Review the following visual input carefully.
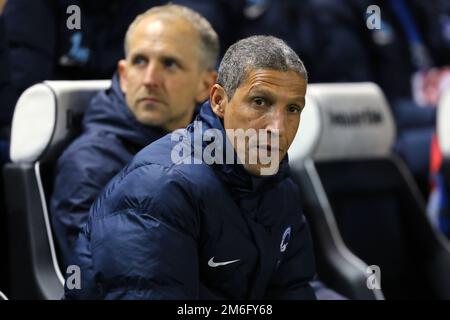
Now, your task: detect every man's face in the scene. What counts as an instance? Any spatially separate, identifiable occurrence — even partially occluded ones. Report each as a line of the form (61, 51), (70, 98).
(119, 16), (216, 131)
(211, 69), (307, 175)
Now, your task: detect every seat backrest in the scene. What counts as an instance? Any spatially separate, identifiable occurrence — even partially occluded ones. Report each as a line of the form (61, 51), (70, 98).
(4, 80), (110, 299)
(289, 83), (450, 298)
(10, 80), (111, 163)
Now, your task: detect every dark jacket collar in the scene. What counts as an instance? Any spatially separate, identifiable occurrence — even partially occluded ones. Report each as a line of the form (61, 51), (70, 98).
(83, 73), (166, 148)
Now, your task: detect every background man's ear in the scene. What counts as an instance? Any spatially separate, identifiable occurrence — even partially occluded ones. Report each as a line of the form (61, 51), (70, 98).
(209, 83), (228, 119)
(195, 70), (217, 103)
(117, 59), (128, 93)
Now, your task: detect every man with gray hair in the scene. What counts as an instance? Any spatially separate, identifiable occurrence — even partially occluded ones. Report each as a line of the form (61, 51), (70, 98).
(65, 36), (315, 299)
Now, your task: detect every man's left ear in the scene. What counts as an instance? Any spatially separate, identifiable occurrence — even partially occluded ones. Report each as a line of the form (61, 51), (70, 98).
(195, 70), (217, 103)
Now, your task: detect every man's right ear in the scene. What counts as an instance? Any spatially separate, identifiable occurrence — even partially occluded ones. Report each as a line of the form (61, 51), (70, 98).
(117, 59), (128, 93)
(209, 83), (228, 119)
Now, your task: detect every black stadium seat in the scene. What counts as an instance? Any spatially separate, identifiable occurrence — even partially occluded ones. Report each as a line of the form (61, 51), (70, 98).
(437, 90), (450, 215)
(289, 83), (450, 299)
(3, 80), (110, 299)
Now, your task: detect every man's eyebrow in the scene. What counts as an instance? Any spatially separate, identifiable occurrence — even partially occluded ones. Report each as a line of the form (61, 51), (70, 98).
(248, 85), (275, 98)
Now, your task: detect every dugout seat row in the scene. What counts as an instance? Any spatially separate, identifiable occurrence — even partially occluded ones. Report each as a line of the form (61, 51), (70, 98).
(4, 81), (450, 299)
(437, 90), (450, 211)
(3, 80), (110, 300)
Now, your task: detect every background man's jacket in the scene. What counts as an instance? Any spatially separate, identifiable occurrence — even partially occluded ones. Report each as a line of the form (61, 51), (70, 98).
(50, 75), (165, 267)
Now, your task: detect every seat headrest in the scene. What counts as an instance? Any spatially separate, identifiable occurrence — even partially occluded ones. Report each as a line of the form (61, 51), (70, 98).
(10, 80), (111, 163)
(289, 82), (395, 163)
(437, 90), (450, 159)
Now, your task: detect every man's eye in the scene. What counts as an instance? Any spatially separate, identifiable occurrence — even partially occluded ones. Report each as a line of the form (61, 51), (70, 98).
(163, 59), (178, 68)
(133, 56), (147, 66)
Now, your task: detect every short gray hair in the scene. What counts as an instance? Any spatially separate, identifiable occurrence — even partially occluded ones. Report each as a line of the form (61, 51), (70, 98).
(217, 36), (308, 99)
(125, 3), (220, 70)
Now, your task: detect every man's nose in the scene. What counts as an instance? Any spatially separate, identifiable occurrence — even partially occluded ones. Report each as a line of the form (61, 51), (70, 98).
(144, 61), (162, 87)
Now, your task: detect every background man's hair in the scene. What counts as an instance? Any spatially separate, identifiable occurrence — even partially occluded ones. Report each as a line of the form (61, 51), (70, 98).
(125, 3), (219, 70)
(217, 36), (308, 99)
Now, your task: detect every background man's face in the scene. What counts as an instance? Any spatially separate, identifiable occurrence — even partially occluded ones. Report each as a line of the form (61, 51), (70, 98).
(217, 69), (307, 175)
(119, 16), (214, 131)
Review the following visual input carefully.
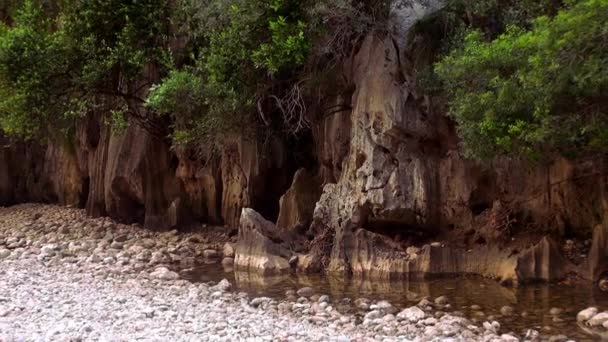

┄┄┄┄┄┄┄┄┄┄

**YOUR INSTRUCTIONS:** Give the entries between the line holding "Now, your task: detect every man's right" and the line holding "(248, 85), (275, 98)", inclusive, as a Markdown table with the columns Row and Line, one row per line, skipping any blank lines.

**FULL SOLUTION:**
| Row | Line |
|---|---|
| 1 | Now, your task: detect every man's right ear in the scene. What counts as an instance? Any spatially separate, identifiable occurrence — even partially occluded ones. Report each as a line of the form (61, 51), (70, 98). |
| 2 | (117, 59), (128, 93) |
| 3 | (209, 83), (228, 119) |
| 4 | Now, your task: detect every black stadium seat in the scene. What counts as an instance? Any spatially separate, identifiable occurrence — even partially occluded ones. Report each as a line of the form (61, 51), (70, 98). |
| 5 | (437, 90), (450, 215) |
| 6 | (289, 83), (450, 299) |
| 7 | (3, 80), (110, 299) |
| 8 | Now, your task: detect every man's eyebrow in the scene. What counts as an instance? Any spatially separate, identifiable occurrence — even partially occluded ones. Report each as a line of the form (61, 51), (70, 98). |
| 9 | (248, 85), (275, 98) |